The problem:
Without omitting anything, retype the data that follows.

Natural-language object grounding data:
BEGIN

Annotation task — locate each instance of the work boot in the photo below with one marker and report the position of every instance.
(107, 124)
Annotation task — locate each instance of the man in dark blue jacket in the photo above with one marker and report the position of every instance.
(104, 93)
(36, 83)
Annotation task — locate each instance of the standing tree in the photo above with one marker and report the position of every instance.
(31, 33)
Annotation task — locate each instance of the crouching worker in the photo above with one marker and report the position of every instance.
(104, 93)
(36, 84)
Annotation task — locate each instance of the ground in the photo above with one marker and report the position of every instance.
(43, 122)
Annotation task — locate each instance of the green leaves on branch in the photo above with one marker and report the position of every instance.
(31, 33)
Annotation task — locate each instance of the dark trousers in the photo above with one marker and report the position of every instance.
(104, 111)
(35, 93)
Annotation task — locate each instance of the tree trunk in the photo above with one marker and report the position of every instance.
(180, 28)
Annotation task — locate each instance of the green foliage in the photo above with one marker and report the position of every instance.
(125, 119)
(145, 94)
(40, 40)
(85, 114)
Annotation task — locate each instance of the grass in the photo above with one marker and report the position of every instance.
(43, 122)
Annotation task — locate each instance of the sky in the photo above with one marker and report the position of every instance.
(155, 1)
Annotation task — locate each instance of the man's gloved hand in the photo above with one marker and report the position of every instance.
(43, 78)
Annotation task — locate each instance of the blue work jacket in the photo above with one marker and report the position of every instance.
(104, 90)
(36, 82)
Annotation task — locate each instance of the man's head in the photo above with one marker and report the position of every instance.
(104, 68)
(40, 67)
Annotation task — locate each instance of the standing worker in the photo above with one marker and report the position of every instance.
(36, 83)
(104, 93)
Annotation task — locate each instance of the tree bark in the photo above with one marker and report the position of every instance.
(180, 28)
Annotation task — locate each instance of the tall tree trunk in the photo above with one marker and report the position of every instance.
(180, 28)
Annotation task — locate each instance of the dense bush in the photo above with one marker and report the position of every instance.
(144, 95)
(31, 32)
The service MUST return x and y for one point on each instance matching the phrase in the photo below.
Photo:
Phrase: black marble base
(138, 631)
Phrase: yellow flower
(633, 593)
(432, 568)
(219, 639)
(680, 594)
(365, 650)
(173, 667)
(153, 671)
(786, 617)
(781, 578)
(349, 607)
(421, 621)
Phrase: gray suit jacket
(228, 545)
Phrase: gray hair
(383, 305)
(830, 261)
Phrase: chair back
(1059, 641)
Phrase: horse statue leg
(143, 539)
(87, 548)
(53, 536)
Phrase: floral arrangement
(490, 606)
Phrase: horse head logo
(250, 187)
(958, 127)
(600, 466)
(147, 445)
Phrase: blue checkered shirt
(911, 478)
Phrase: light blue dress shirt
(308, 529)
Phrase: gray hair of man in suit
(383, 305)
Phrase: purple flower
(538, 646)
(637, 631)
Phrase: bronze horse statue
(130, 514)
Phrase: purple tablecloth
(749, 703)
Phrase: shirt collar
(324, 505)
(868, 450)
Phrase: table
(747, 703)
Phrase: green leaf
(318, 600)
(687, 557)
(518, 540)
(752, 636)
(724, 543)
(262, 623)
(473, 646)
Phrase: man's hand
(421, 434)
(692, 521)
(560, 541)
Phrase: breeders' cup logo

END

Solution to the problem:
Annotation task — locate each instance of the work boot in the photo below with one marker and report the position of every instance.
(107, 124)
Annotation task — locate each instance of the man in dark blue jacket in the photo above with one marker and report the position of every instance.
(104, 93)
(36, 83)
Annotation task — locate each instance of the standing tree in the photo above with one marker and report the position of every instance.
(31, 33)
Annotation task — locate each instance of the crouching worker in the photo above with one marker and report the position of every instance.
(104, 93)
(36, 84)
Annotation task — locate each instance of the ground in the photo above with one marker and report the position of every instance.
(43, 122)
Annotation task — locate each instance of the green leaves on branch in the photo above with one marker and report the position of every instance.
(31, 33)
Annotation task — locate each instance of the dark trousers in the photo above with one marker and report the position of every instance.
(104, 111)
(35, 93)
Annotation task — locate each instance of the tree trunk in the photo above with one marker and report the position of every instance.
(180, 28)
Annotation task — locate each instance of the green foliage in the photo above with one marker and report the position of every instance.
(125, 119)
(145, 94)
(40, 40)
(85, 114)
Annotation task — locate each instance of the grass in the photo above with one marker and report the position of every instance.
(43, 122)
Annotation task — locate each instance of the sky in the photo above with one marker and report the position of every instance.
(155, 1)
Annotation task — locate each instance of the man's gloved hand in the photo above with one marker and report the position of every instance.
(43, 78)
Annotation task — locate each instance of the blue work jacket in the photo above with one marker and report the position of every instance.
(104, 90)
(36, 82)
Annotation task — locate each instance of the man's head in the photo above with one marker and report the position of every instance.
(104, 68)
(40, 67)
Annotation task — locate each instance of the standing worker in the photo above with one marker and report the position of every instance.
(36, 83)
(104, 93)
Annotation task — locate each instance of the tree bark in the photo above with one marker and report the position of every instance.
(180, 28)
Annotation task — locate each instance of the tall tree trunk in the photo above with one marker and report the position of every instance.
(180, 28)
Annotation task — locate each instance of the dense bush in the photo above with one marker and report the position of every instance.
(144, 95)
(31, 32)
The service MUST return x and y for one point on each instance matching the phrase in the photo below.
Photo:
Phrase: black marble base
(138, 631)
Phrase: yellow flower
(633, 593)
(432, 568)
(219, 639)
(680, 594)
(365, 650)
(173, 667)
(153, 671)
(786, 617)
(781, 578)
(349, 607)
(421, 621)
Phrase: gray suit jacket
(228, 545)
Phrase: gray hair
(383, 305)
(830, 261)
Phrase: chair back
(1059, 641)
Phrase: horse statue leg
(143, 539)
(87, 548)
(53, 536)
Phrase: floral arrangement
(490, 606)
Phrase: horse head logo
(250, 187)
(958, 127)
(600, 466)
(147, 445)
Phrase: blue checkered shirt
(911, 478)
Phrase: light blue dress shirt
(308, 529)
Phrase: gray hair of man in suit
(383, 305)
Phrase: purple flower
(538, 646)
(637, 631)
Phrase: bronze horse statue
(130, 514)
Phrase: purple tablecloth
(749, 703)
Phrase: shirt collar
(324, 505)
(868, 450)
Phrase: table
(747, 703)
Phrase: green leaf
(318, 600)
(687, 557)
(518, 540)
(752, 636)
(724, 543)
(262, 623)
(473, 646)
Phrase: man's hand
(421, 434)
(692, 521)
(560, 541)
Phrase: breeders' cup logo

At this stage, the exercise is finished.